## Instructions to follow
Render every line of the material below as a JSON list of strings, one string per line, with blank lines omitted.

## Information given
•••

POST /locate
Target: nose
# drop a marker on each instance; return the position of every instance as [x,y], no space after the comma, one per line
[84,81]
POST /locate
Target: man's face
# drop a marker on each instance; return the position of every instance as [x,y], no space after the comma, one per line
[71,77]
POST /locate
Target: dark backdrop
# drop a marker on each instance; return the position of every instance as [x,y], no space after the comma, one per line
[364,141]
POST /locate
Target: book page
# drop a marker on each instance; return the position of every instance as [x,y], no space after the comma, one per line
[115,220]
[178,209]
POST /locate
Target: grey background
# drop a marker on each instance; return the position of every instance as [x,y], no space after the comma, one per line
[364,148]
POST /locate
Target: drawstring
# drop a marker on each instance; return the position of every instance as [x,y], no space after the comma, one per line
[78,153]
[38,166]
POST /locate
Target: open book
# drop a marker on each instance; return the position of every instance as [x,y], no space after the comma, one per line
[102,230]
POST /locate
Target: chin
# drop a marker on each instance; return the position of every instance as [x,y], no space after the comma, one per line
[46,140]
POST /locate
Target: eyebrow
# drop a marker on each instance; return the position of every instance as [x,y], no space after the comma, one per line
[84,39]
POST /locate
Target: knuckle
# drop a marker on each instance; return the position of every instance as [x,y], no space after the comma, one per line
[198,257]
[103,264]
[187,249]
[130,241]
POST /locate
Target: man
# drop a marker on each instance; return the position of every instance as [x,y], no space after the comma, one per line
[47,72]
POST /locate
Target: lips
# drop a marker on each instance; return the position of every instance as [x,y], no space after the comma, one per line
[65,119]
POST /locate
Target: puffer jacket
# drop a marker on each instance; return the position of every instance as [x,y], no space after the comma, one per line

•••

## Exercise answer
[
  "POST /locate",
  "Target: nose",
  "# drop a marker on each instance; return the position of every instance as [x,y], no space after the comma, one per line",
  "[84,81]",
  "POST /locate",
  "Target: man's face",
  "# drop a marker on each instance; return the position of every instance as [x,y], no space after the comma, one per line",
  "[71,77]",
  "POST /locate",
  "Target: dark backdrop",
  "# drop a marker on each instance; return the position of every instance as [x,y], no space after the comma, one per line",
  "[364,141]",
  "POST /locate",
  "Target: book page",
  "# drop a marker on each instance; return the position of every instance as [x,y], no space after the comma, one per line",
  "[115,220]",
  "[178,209]",
  "POST /locate",
  "Target: grey background",
  "# drop a marker on each instance; return the position of every instance as [x,y], no space after the comma, one per line",
  "[364,148]",
  "POST /locate",
  "Target: drawstring",
  "# drop a marker on each instance; return the position of every instance as [x,y], no space after the comma, one per line",
  "[78,153]",
  "[38,166]",
  "POST /locate",
  "Target: open book",
  "# drop a marker on each instance; return the position of every instance as [x,y], no space after the comma, one per line",
  "[102,230]",
  "POST /locate",
  "Target: chin",
  "# drop a marker on each instance; return the position of every instance as [x,y], no space after the comma, one per line",
  "[46,140]",
  "POST /locate",
  "Target: eyebrow",
  "# drop a marker on each instance; return the position of every instance as [x,y], no space after the comma, one per line",
  "[84,39]",
  "POST /locate",
  "Target: knuckle",
  "# drop a marker on each instance; return the position of every instance as [x,y], no space after the comma, one per line",
  "[198,257]",
  "[103,264]",
  "[187,249]",
  "[130,241]",
  "POST /locate",
  "Target: man",
  "# drop a marker on each instance; return the position of every instance as [x,y], no space after the comma, one per line",
  "[47,72]",
  "POST /locate",
  "Target: lips",
  "# drop a marker on each instance; return the position of every instance as [x,y], no space after the comma, one per line",
  "[65,119]",
  "POST /locate",
  "Target: puffer jacket",
  "# drop a marker on each instance; return the position of every instance as [x,y], no space after the comma, one per line"
]